BAGAIMANA hukum berpuasa setelah nisfu Sya’ban? Ustaz Farid Nu’man Hasan, S.S. menjelaskan, hadis larangan berpuasa setelah separuh bulan Sya’ban memang ada, yaitu sebagai berikut.
Dari Abu Hurairah Radhiallahu ‘Anhu, bahwa Rasulullah Shallallahu ‘Alaihi wa Sallam bersabda:
إِذَا كَانَ النِّصْفُ مِنْ شَعْبَانَ فَأَمْسِكُوا عَنْ الصَّوْمِ حَتَّى يَكُونَ رَمَضَانُ
Jika sudah pada separuh bulan Sya’ban, maka janganlah kalian berpuasa hingga masuk bulan Ramadan.
Baca Juga: Hukum Tidak Membayar Puasa Sampai Datang Puasa Berikutnya
Dalil Hukum Berpuasa setelah Sya’ban
Hadits ini dan -yang semisalnya- diriwayatkan oleh:
-Imam Ahmad dalam Musnadnya No. 9707
– Imam Abu Daud dalam Sunannya No. 2337
– Imam At Tirmidzi dalam Sunannya No. 738
– Imam An Nasa’i dalam As Sunan Al Kubra No. 2911
– Imam Ibnu Majah dalam Sunannya No. 6151
– Imam Ibnu Hibban dalam Shahihnya No. 3589
– Imam Ath Thabarani dalam Al Mu’jam Al Awsath No. 1936
– Imam Al Baihaqi dalam AAs Sunan Al Baihaqi No.7750
– Imam Ad Darimi dalam Sunannya No. 1740
– Imam Abu ‘Uwanah dalam Musnadnya No. 2710
– Imam Abu Ja’far Ath Thahawi dalam Syarh Ma’anil Aatsar, 2/82
– Imam Ibnu Abi Syaibah dalam Al Mushannaf, 3/21
– Imam Abdurrazzaq dalam Al Mushannaf No. 7325
– Imam Ad Dailami dalam Musnad Firdaus No. 1006
Semua sanad hadis ini berasal dari: Al ‘Ala bin Abdurrahman, dari ayahnya, dari Abu Hurairah.
Tentang kesahihan hadis ini, para ulama berbeda pendapat.
Pihak yang Mensahihkan Hukum Berpuasa setelah Nisfu Sya’ban
– Imam At Tirmidzi mengatakan: hasan shahih. (Sunan At Tirmidzi No. 738)
– Imam Ibnu Hibban memasukkan hadits ini dalam kitab Sahihnya, maka menurutnya ini adalah sahih. (Sahih Ibni Hibban No. 3589)
– Syaikh Muhammad Nashiruddin Al Albani menyatakan sahih dalam berbagai kitabnya. (Sahih Abi Daud No. 2025, Sahih Ibni Majah No. 1651, Tahqiq Misykah Al Mashabih No. 1973, Ar Raudh An Nadhiir No. 643, dll)

## DATA YANG DITAMPILKAN
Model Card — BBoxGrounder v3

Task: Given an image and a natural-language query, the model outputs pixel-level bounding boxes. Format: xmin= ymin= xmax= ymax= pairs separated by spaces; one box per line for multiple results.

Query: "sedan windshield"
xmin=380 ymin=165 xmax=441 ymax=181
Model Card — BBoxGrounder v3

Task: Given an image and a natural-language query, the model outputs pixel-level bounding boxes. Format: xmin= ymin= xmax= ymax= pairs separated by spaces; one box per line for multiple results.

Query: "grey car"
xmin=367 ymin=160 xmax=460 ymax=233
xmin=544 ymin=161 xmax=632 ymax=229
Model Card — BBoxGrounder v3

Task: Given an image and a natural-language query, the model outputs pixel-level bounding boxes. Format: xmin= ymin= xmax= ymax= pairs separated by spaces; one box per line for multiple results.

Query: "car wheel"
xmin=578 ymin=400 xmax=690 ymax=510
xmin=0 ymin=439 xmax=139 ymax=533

## BAGIAN LATIHAN
a. Jawab pertanyaan berikut berdasarkan teks bacaan di atas, dan beri tanda jawaban sesuai nomornya.
(i) Siapa yang menjelaskan adanya hadis larangan berpuasa setelah separuh bulan Sya’ban?
(ii) Dari siapa semua sanad hadis ini berasal?
(iii) Apa penilaian Imam At Tirmidzi terhadap hadis ini?
b. Tolong tuliskan ulang bagian teks bacaan mulai dari "Pihak yang Mensahihkan" hingga "Hibban No. 3589)" tanpa mengubah apa pun.

## JAWABAN PER TUGAS
a.
(i) Ustaz Farid Nu’man Hasan, S.S.
(ii) Al ‘Ala bin Abdurrahman, dari ayahnya, dari Abu Hurairah.
(iii) Hasan shahih.

b.
Pihak yang Mensahihkan Hukum Berpuasa setelah Nisfu Sya’ban
– Imam At Tirmidzi mengatakan: hasan shahih. (Sunan At Tirmidzi No. 738)
– Imam Ibnu Hibban memasukkan hadits ini dalam kitab Sahihnya, maka menurutnya ini adalah sahih. (Sahih Ibni Hibban No. 3589)